**WHAT YOU WILL DO**: Return every line below exactly, without dropping any.

[Referring expression pointing data]
——

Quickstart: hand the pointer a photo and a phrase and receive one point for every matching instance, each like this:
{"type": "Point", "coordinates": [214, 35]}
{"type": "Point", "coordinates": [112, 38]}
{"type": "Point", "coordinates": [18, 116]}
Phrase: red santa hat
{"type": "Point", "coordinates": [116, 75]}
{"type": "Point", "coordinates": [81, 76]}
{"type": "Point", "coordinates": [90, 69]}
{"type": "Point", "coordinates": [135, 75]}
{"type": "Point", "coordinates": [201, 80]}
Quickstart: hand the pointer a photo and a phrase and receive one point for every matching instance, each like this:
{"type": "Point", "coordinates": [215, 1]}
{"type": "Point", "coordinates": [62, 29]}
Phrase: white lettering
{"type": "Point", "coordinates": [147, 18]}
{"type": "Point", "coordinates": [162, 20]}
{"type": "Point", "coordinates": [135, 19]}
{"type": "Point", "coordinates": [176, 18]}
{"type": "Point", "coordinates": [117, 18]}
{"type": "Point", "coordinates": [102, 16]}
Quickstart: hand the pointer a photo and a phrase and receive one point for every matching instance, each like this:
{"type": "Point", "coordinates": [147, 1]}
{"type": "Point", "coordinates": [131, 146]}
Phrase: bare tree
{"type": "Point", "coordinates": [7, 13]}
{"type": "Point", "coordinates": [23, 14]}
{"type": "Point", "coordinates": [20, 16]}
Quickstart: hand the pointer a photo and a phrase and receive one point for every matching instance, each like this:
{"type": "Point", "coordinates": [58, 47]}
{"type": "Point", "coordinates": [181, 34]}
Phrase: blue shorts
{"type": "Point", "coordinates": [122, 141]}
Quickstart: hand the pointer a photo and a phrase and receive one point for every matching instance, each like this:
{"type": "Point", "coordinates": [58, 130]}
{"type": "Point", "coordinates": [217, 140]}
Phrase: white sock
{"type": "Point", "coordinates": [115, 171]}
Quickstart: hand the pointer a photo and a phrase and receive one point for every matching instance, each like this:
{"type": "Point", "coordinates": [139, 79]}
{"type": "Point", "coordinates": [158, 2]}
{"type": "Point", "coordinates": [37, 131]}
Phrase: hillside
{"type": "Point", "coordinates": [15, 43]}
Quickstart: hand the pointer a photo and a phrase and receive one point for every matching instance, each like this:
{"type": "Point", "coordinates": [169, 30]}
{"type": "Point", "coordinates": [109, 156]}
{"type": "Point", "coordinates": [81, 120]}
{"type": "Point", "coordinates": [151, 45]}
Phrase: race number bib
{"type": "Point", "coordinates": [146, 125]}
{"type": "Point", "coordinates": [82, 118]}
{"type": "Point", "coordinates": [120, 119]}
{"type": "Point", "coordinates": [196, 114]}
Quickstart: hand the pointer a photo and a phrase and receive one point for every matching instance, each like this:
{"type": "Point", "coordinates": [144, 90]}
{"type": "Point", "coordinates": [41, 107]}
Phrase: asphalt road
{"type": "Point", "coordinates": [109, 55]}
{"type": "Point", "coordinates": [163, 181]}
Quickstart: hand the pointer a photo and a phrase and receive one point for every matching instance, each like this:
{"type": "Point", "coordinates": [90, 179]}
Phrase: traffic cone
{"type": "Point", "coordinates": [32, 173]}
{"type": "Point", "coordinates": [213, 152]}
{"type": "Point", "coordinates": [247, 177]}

——

**YOUR RESPONSE**:
Quickstart: hand the pointer a photo and a phrase and receive one point for every matching instance, each like this:
{"type": "Point", "coordinates": [214, 35]}
{"type": "Point", "coordinates": [112, 38]}
{"type": "Point", "coordinates": [18, 116]}
Phrase: red santa hat
{"type": "Point", "coordinates": [116, 75]}
{"type": "Point", "coordinates": [81, 76]}
{"type": "Point", "coordinates": [90, 69]}
{"type": "Point", "coordinates": [135, 75]}
{"type": "Point", "coordinates": [201, 80]}
Quickstart: hand the pointer a photo and a phrase and receive one point for every matching instance, each like this:
{"type": "Point", "coordinates": [215, 1]}
{"type": "Point", "coordinates": [62, 29]}
Phrase: white lettering
{"type": "Point", "coordinates": [147, 18]}
{"type": "Point", "coordinates": [162, 20]}
{"type": "Point", "coordinates": [135, 19]}
{"type": "Point", "coordinates": [176, 18]}
{"type": "Point", "coordinates": [117, 18]}
{"type": "Point", "coordinates": [102, 16]}
Quickstart: hand the pointer a photo and a phrase and receive one point for every matching instance, each like this:
{"type": "Point", "coordinates": [147, 1]}
{"type": "Point", "coordinates": [131, 146]}
Phrase: bare tree
{"type": "Point", "coordinates": [7, 13]}
{"type": "Point", "coordinates": [23, 14]}
{"type": "Point", "coordinates": [20, 16]}
Quickstart: hand the pointer a photo and a phrase and receive one point for every matching instance, each like this:
{"type": "Point", "coordinates": [58, 47]}
{"type": "Point", "coordinates": [181, 34]}
Phrase: blue shorts
{"type": "Point", "coordinates": [122, 141]}
Quickstart: hand the pointer a photo and a phrase and receive one point for every matching instance, each like this:
{"type": "Point", "coordinates": [58, 130]}
{"type": "Point", "coordinates": [217, 140]}
Phrase: white sock
{"type": "Point", "coordinates": [115, 171]}
Quickstart: hand the pointer a photo and a phrase and receive one point for every matching instance, each like this:
{"type": "Point", "coordinates": [139, 79]}
{"type": "Point", "coordinates": [158, 2]}
{"type": "Point", "coordinates": [37, 131]}
Phrase: hillside
{"type": "Point", "coordinates": [15, 43]}
Quickstart: hand the pointer a photo and a phrase and receive one point for every matching instance, each like this:
{"type": "Point", "coordinates": [169, 30]}
{"type": "Point", "coordinates": [109, 156]}
{"type": "Point", "coordinates": [81, 120]}
{"type": "Point", "coordinates": [151, 45]}
Phrase: race number bib
{"type": "Point", "coordinates": [146, 125]}
{"type": "Point", "coordinates": [82, 118]}
{"type": "Point", "coordinates": [120, 119]}
{"type": "Point", "coordinates": [196, 114]}
Quickstart: hand the pointer a photo and a phrase and receive one point for every matching instance, each like this:
{"type": "Point", "coordinates": [144, 90]}
{"type": "Point", "coordinates": [41, 107]}
Phrase: asphalt road
{"type": "Point", "coordinates": [109, 55]}
{"type": "Point", "coordinates": [163, 181]}
Quickstart: hand the pointer a photo and a phrase and receive one point for every matching instance, each like this:
{"type": "Point", "coordinates": [90, 179]}
Phrase: traffic cone
{"type": "Point", "coordinates": [32, 173]}
{"type": "Point", "coordinates": [213, 152]}
{"type": "Point", "coordinates": [247, 177]}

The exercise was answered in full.